▶
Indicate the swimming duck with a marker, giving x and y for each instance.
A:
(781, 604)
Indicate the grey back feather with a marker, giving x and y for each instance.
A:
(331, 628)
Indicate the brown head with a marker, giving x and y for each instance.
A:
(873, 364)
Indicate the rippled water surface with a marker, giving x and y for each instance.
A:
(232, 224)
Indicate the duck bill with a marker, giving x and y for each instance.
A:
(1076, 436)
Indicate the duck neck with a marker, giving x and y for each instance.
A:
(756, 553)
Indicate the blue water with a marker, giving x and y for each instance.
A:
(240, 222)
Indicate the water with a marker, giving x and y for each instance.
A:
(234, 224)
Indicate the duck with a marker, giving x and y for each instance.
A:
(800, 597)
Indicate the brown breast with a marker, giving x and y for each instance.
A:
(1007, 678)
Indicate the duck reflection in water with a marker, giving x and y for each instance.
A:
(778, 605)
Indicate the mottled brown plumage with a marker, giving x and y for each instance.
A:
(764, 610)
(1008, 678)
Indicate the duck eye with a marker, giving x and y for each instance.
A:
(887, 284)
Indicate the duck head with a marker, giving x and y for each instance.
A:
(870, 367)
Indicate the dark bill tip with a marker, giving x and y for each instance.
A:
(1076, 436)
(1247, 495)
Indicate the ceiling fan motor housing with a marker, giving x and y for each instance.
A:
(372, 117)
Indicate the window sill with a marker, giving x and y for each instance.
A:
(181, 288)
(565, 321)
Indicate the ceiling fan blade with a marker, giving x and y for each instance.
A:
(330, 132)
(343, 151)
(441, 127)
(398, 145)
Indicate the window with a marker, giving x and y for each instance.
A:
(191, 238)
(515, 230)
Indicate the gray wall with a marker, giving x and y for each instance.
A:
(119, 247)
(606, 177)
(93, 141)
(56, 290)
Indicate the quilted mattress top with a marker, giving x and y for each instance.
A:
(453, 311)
◀
» **PROBLEM STATEMENT**: The expected response is the material above given again line by line, from its first line to the line holding "Indicate the brown head", inclusive.

» **SOLUTION TO THIS PROBLEM**:
Indicate the swimming duck with a marker, giving x and y for each instance.
A:
(781, 604)
Indicate the grey back feather with a marker, giving x and y for each instance.
A:
(331, 628)
Indicate the brown head with a marker, giving x and y for each instance.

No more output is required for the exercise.